[EXERCISE INSTRUCTIONS] According to the passage on former intelligence and campaign officials, which law firm did the Clinton campaign use to hire Fusion GPS?

[TEXT BLOCK]
At the top of the intelligence pyramid sits John Brennan, President Obama’s CIA director and one of the principal architects of the manipulated 2017 Intelligence Community Assessment. James Clapper, who served as director of national intelligence, signed off on that same ICA and later joined 50 other former officials in concluding the Hunter Biden laptop had “all the classic earmarks of a Russian information operation” ahead of the 2020 election. The timing, once again, served a political objective.

James Comey, then FBI director, presided over Crossfire Hurricane. According to the Durham annex, he also allowed the investigation into Hillary Clinton’s private email server to collapse after it became entangled with “sensitive intelligence” revealing her plan to tie President Donald Trump to Russia.

That plan, as documented in the annex, originated with Hillary Clinton herself and was personally pushed by President Obama. Her campaign, through law firm Perkins Coie, hired Fusion GPS, which commissioned the now-debunked Steele dossier — a document used to justify surveillance warrants on Trump associates.

Several individuals orbiting the Clinton operation have remained influential. Jake Sullivan, who served as President Biden’s national security adviser, was a foreign policy aide to Clinton during her 2016 campaign. He was named in 2021 as a figure involved in circulating the collusion narrative, and his presence in successive Democratic administrations suggests institutional continuity.

[DATA]
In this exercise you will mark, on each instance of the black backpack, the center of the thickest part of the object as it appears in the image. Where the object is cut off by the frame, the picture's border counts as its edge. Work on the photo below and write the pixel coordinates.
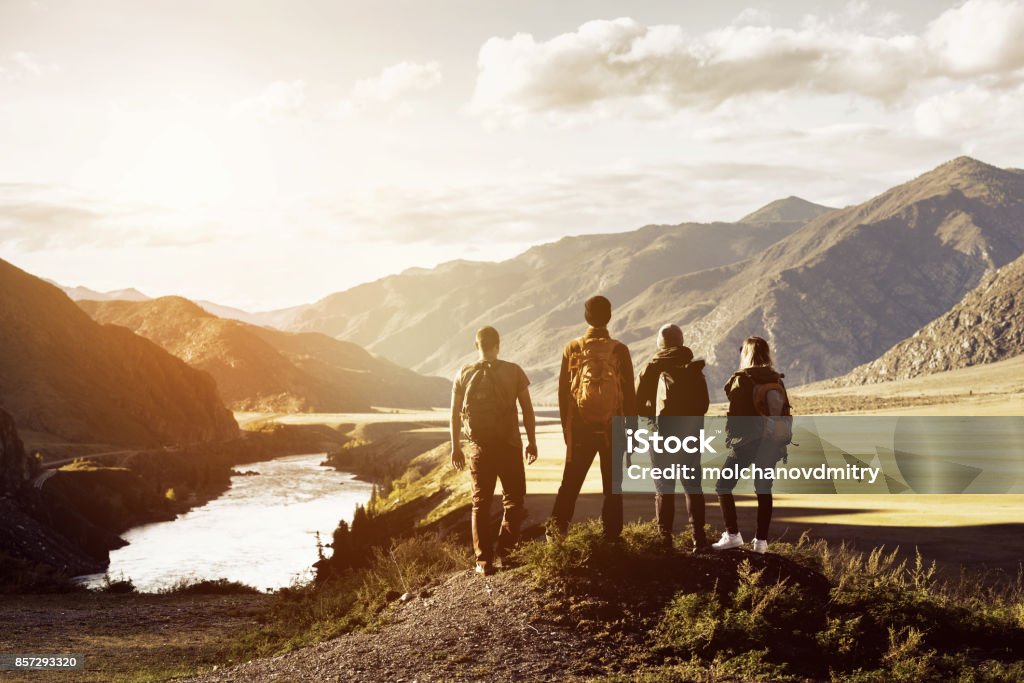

[WRITTEN REPLY] Perkins Coie